───── Records for this exercise ─────

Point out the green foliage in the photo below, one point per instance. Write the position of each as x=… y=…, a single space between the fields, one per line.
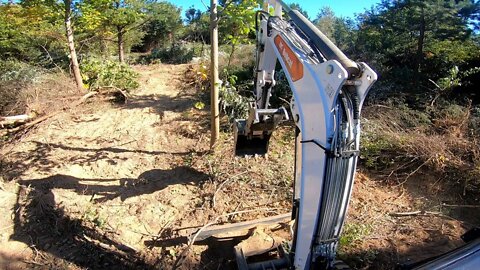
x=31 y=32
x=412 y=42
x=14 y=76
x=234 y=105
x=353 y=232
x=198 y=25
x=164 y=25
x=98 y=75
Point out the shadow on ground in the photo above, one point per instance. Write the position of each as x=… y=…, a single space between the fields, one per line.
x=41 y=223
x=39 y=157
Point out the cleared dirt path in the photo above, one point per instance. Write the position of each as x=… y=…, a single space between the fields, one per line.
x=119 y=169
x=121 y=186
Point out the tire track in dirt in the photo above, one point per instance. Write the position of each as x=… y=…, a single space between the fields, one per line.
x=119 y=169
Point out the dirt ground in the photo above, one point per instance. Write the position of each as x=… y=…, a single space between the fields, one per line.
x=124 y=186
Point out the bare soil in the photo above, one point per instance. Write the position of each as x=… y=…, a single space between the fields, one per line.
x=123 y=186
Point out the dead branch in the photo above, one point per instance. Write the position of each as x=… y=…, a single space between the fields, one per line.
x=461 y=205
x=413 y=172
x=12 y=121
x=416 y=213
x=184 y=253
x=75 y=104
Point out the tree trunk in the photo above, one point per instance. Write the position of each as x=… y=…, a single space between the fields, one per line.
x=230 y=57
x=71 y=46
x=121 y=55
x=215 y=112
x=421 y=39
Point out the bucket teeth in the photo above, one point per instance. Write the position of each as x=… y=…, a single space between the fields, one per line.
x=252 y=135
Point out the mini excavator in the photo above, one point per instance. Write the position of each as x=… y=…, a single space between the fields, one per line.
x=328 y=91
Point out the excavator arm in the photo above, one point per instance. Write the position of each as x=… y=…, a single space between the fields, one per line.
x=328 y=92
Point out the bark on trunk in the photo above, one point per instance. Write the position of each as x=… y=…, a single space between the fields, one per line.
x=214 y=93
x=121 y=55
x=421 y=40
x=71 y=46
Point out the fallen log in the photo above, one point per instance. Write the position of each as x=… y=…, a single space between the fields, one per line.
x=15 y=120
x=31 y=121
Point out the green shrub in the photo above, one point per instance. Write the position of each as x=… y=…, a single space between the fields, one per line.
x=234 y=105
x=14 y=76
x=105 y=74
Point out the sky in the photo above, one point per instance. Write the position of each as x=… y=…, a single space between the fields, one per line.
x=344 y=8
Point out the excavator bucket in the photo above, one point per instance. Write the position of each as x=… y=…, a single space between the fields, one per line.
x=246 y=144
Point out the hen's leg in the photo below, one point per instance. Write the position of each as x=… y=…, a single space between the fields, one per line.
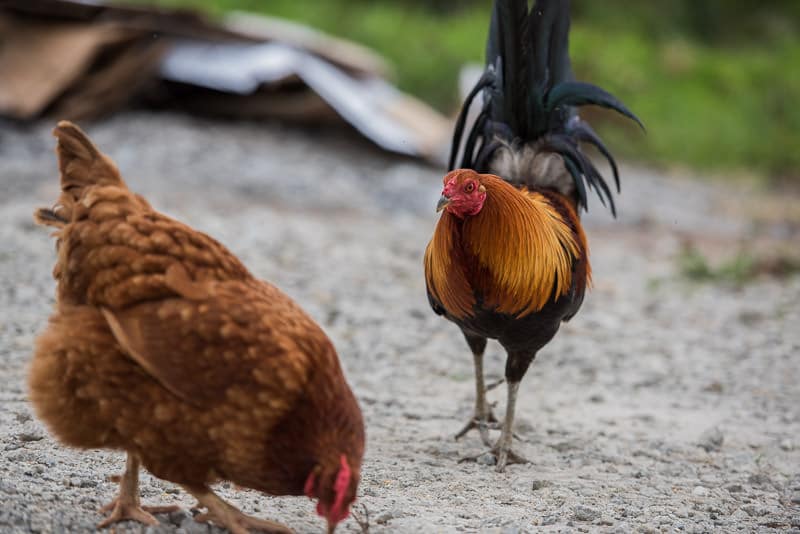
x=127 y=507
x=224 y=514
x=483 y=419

─────

What the task requires = Scale the entries starting at the line containing "Point out the shadow" and ending at the line containing "x=121 y=186", reproducing every line of that stretch and nothing else. Multiply each x and y coordinate by 1.7 and round to the nearest whole number, with halves rounded up.

Task solution =
Point out the shadow on ground in the photo above, one point per instance. Write the position of each as x=… y=…, a single space between the fields, one per line.
x=70 y=379
x=66 y=267
Point out the cleared dirt path in the photo above, one point per instance. Write the position of each as x=… y=…, a single space between the fields, one per line.
x=202 y=287
x=206 y=316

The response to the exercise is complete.